Requirement:
Render the whole listing below as a numbered list, dropping any blank lines and leaving out the pictures.

Supplied records:
────────

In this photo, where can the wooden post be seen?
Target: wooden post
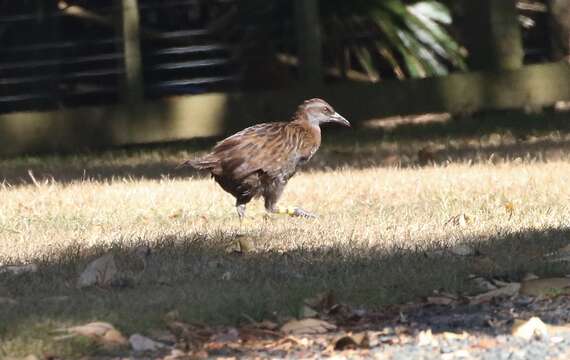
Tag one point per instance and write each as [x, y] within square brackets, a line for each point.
[309, 45]
[560, 29]
[492, 34]
[133, 87]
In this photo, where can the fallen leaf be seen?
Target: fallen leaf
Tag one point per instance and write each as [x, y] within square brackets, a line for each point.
[99, 272]
[227, 276]
[509, 208]
[7, 301]
[455, 336]
[483, 284]
[31, 357]
[322, 302]
[426, 338]
[19, 269]
[462, 249]
[177, 354]
[561, 255]
[194, 336]
[101, 332]
[142, 343]
[549, 287]
[439, 300]
[392, 161]
[56, 299]
[175, 214]
[533, 328]
[426, 155]
[307, 312]
[486, 343]
[352, 341]
[307, 326]
[510, 290]
[461, 220]
[245, 244]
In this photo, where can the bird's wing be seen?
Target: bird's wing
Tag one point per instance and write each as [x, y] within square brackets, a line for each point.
[265, 147]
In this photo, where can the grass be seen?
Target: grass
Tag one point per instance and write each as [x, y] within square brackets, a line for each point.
[378, 240]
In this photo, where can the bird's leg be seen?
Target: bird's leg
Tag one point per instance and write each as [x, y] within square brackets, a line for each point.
[293, 211]
[272, 195]
[240, 208]
[272, 208]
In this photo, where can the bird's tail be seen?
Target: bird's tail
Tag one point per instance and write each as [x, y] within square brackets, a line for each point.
[203, 163]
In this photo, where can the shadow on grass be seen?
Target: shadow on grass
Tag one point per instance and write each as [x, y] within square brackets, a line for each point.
[457, 140]
[197, 276]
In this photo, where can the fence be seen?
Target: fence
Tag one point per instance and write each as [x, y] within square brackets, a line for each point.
[74, 54]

────────

In response:
1. In this photo, where can the wooden post be seen?
2. Target: wooden post
3. Tag one point per instance and write each as [x, y] within square brackets, a line for each point.
4. [309, 45]
5. [560, 29]
6. [492, 34]
7. [133, 87]
8. In this photo, where can the fallen leaf be seen?
9. Target: fallen leaf
10. Tag one point per instance and write each as [x, y] within square brackets, a line for each point.
11. [99, 272]
12. [227, 276]
13. [509, 208]
14. [7, 301]
15. [455, 336]
16. [483, 284]
17. [31, 357]
18. [322, 302]
19. [426, 338]
20. [19, 269]
21. [462, 249]
22. [177, 354]
23. [561, 255]
24. [194, 336]
25. [101, 332]
26. [142, 343]
27. [549, 287]
28. [439, 300]
29. [392, 161]
30. [56, 299]
31. [175, 214]
32. [533, 328]
33. [426, 155]
34. [307, 312]
35. [486, 343]
36. [352, 341]
37. [307, 326]
38. [510, 290]
39. [461, 220]
40. [245, 244]
41. In this photo, where can the bird's wing be seen?
42. Target: bird's wing
43. Tag one point per instance and write each as [x, y] within square brackets, a line for each point.
44. [265, 147]
45. In this photo, where can the grass be seen?
46. Target: grass
47. Tag one point per instance and write each as [x, y] within square brackets, a line for each point.
48. [378, 240]
49. In this photo, where can the bird's leg be seen?
50. Target: bird's leg
51. Tag one point per instance and write each as [x, y] within square brackets, a line for each point.
52. [293, 211]
53. [272, 195]
54. [240, 208]
55. [272, 208]
56. In this photo, where can the bird's tail be seen?
57. Target: bird's tail
58. Tag one point per instance and write each as [x, y] within square brackets, a line for each point.
59. [203, 163]
60. In this photo, where can the shadow on grass be seen?
61. Target: shadow on grass
62. Tag one point per instance and write each as [x, y] within square brackets, a line for each point.
63. [457, 140]
64. [197, 276]
65. In this photo, where can the fence be seen?
66. Target: fence
67. Tag one point per instance and write each as [x, y] within square brackets, a line for each point.
68. [74, 54]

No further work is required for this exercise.